> **What the exercise asks**
Please pick out and copy every line of the material below that contains the string "wooden". Case counts.

> **Recorded data**
------------------------------------------------------------

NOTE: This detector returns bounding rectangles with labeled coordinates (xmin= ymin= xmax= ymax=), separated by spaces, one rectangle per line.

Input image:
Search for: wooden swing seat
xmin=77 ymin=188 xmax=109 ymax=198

------------------------------------------------------------

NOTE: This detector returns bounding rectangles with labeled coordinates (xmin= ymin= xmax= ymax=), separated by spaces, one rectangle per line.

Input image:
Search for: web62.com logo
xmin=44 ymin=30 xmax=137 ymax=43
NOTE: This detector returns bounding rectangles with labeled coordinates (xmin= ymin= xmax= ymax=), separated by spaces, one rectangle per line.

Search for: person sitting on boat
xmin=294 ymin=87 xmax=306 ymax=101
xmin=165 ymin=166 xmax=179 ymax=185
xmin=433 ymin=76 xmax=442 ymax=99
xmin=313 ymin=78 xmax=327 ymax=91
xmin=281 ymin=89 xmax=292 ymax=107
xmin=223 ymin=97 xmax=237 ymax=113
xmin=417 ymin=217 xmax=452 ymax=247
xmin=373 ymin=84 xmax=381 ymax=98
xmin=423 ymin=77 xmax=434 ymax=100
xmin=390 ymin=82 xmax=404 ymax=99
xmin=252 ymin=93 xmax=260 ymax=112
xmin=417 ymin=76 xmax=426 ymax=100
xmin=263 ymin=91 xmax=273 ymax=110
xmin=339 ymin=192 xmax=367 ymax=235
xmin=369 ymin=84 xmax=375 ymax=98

------------------------------------------------------------

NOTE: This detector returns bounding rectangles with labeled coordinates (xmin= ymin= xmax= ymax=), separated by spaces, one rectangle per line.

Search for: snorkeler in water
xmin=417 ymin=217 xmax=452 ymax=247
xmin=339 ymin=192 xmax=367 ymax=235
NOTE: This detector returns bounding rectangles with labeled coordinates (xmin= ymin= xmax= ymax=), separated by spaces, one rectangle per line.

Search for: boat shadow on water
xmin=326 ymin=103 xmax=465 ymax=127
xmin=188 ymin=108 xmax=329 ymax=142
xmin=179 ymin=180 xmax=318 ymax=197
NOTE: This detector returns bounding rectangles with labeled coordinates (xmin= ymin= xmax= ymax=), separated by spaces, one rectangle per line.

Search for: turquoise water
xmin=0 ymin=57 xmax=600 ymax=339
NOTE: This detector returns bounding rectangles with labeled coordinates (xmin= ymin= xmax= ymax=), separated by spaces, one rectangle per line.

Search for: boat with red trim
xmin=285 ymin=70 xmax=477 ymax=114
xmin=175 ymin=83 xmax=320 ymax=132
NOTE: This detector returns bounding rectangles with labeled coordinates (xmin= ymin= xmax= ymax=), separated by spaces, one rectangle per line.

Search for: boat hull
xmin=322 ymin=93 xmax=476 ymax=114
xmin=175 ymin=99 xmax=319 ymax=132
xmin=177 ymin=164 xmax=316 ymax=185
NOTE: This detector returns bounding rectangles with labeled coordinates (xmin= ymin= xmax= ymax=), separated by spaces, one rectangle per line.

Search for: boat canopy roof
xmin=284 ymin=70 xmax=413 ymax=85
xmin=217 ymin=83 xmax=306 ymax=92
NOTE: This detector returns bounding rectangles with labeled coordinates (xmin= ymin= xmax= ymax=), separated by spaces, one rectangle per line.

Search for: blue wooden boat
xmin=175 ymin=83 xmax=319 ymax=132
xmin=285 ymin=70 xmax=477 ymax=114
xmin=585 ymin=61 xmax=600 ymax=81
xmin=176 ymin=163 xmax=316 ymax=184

------------------------------------------------------------

> **Answer to the exercise**
Search for: wooden swing seat
Search for: blue wooden boat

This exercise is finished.